**TEXT PASSAGE**
This invention relates to a drilling tool, and in particular to a downhole stabiliser for use in a drill string during directional drilling. The invention also relates to a method of directional drilling.

Boreholes, particularly gas and oil bores, are often drilled to extend downwardly and upwardly; this permits bores to, for example, fan outwardly over a wide area from a single, central drilling location and this arrangement is frequently utilised in offshore drilling operations. The drilling of such inclined bores is achieved through use of drilling tools generally known as stabilisers mounted on the drill string comparatively near the drill bit, such as described in European Patent Specification No. EP-A-0 251 543.

Conventional directional drilling techniques utilise stabilisers of different diameters of stabilisers with variable effective diameters: a maximum diameter equal to the bore will tend to centralise the drill string in a bore which maintains the straightness of the well being drilled, and a lesser diameter will allow at least part of the drill string to bow downwardly under its own weight and thus create an upward curvature of the well.

It is an object of the present invention to provide a drilling tool which further permits bores to be drilled in a desired lateral direction in addition to the choice of upward inclinations available using conventional stabilisers.

According to one aspect of the present invention there is provided a downhole stabiliser for use in a drill string adjacent the drill bit, the stabiliser comprising

a hollow and generally cylindrical casing the outer surface of which defines first, second and third angularly spaced protrusions the radially outer surfaces of which define a diameter which is marginally less than the diameter of the bore to be drilled,

said first and second protrusions carrying radially extensible and retractable spacer members which are interconnected so that radially outward movement of one member results in radially inward movement of the other member and vice versa, effectively to vary the radial length of the respective protrusions,

and a control mandrel mounted within the casing and selectively movable between first and second positions, the control mandrel defining abutment means for limiting the inward movement of the spacer members, in the first position the mandrel permitting a greater degree of travel of one spacer member than the other, and in a second position the mandrel providing the opposite.

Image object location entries

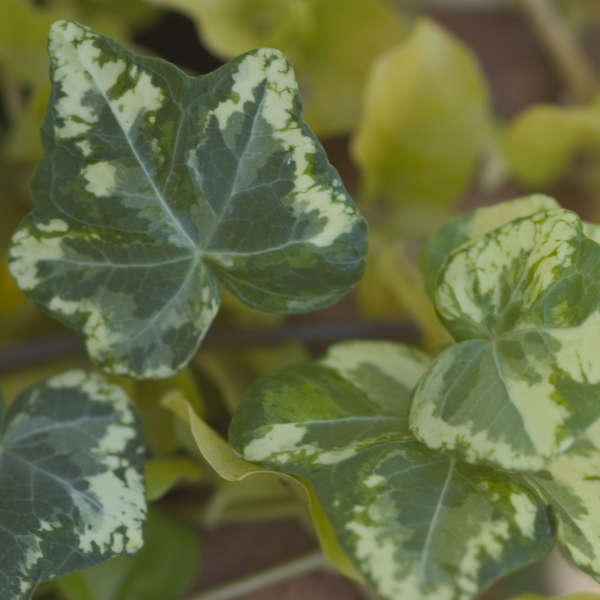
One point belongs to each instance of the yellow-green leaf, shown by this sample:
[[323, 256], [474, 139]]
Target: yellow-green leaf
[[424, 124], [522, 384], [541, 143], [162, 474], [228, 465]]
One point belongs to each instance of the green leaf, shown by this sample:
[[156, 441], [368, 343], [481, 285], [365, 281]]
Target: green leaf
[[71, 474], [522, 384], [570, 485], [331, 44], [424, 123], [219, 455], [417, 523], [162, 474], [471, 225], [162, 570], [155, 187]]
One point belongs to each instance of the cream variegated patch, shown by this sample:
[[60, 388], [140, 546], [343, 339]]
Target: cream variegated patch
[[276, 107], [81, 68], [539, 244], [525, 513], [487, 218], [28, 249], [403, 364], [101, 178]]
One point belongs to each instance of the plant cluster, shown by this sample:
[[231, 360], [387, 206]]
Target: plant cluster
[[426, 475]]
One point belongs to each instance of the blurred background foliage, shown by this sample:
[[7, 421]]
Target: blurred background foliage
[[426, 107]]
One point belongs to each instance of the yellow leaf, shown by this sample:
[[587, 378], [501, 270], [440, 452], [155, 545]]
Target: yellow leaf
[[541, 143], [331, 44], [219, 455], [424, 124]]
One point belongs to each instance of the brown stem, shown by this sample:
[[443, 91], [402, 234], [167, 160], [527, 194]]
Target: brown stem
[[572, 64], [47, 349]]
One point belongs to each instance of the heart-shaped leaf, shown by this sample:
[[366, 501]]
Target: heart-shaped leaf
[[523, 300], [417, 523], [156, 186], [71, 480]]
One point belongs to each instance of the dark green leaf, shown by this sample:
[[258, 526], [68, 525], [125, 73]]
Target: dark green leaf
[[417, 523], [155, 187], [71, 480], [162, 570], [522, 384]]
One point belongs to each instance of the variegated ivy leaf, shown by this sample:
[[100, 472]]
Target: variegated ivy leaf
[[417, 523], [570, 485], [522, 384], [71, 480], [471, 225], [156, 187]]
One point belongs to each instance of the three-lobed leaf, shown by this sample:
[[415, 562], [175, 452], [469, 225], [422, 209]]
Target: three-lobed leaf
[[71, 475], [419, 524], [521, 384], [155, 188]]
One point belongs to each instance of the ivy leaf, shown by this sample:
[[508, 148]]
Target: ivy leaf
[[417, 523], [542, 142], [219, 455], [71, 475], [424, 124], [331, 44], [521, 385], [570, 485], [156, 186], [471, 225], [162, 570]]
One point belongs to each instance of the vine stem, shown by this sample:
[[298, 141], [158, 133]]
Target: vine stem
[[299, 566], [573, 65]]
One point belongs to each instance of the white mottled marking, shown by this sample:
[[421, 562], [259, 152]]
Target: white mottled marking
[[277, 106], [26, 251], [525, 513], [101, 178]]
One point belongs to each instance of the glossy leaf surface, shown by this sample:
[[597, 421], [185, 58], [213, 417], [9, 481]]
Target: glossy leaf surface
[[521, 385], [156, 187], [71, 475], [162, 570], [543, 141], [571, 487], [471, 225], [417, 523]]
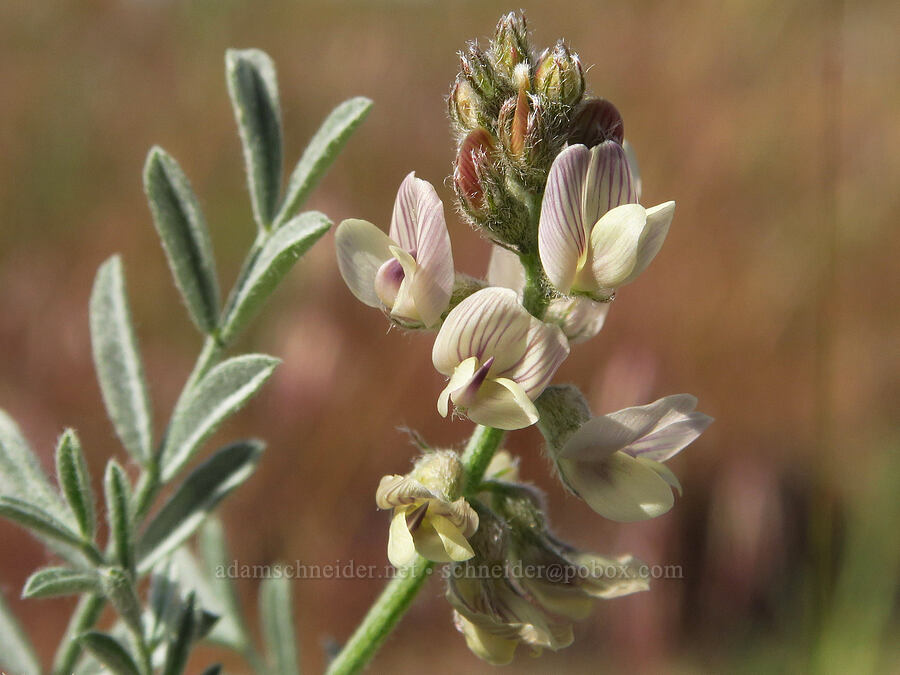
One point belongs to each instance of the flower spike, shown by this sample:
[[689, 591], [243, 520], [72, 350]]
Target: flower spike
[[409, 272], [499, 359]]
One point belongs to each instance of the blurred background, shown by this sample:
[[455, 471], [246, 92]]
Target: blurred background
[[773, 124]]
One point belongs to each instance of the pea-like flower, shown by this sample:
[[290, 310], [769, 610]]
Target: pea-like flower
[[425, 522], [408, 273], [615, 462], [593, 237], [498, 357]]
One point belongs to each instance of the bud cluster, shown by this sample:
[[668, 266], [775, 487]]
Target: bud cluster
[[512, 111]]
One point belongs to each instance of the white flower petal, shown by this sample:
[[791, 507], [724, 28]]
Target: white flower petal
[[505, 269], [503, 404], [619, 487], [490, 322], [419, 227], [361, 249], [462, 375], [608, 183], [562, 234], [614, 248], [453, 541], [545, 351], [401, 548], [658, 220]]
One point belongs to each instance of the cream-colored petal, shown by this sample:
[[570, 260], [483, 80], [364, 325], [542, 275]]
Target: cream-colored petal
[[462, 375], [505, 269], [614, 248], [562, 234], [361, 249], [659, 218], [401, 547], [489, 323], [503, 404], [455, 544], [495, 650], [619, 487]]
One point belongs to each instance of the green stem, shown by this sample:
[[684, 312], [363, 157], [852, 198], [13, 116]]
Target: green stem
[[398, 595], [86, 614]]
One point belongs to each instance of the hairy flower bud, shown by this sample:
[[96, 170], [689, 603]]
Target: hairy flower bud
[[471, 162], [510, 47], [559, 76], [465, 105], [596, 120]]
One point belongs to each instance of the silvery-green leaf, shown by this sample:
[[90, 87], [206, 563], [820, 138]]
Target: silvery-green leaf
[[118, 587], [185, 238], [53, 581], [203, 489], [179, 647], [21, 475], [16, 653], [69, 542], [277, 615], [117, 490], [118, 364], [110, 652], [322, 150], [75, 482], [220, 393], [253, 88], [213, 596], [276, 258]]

**SET TASK 1**
According to the passage on directional drilling, why does a stabiliser with a diameter less than the bore create an upward curvature of the well?
**SET TASK 2**
In the listing, change "ivy" to "trailing" in the stretch from the line containing "One point belongs to each instance of the variegated" through the line containing "225], [156, 187]]", keeping everything else the same. Give only those lines.

**EXERCISE ANSWER 1**
A lesser diameter lets at least part of the drill string bow downwardly under its own weight. That downward bowing produces an upward curvature of the well.

**EXERCISE ANSWER 2**
One point belongs to each instance of the variegated trailing leaf, shown by this sample:
[[100, 472]]
Target: variegated trailing leaf
[[417, 523], [570, 485], [522, 384], [71, 480], [471, 225], [156, 187]]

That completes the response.